# [Data shown]
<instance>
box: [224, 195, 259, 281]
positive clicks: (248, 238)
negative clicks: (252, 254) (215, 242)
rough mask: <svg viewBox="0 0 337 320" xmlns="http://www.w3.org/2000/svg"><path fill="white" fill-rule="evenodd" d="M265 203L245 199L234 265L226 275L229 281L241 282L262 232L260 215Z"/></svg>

# [Directions]
All lines above that contain "clicks" are required in the answer.

# [Written solution]
positive clicks: (248, 238)
negative clicks: (252, 254) (215, 242)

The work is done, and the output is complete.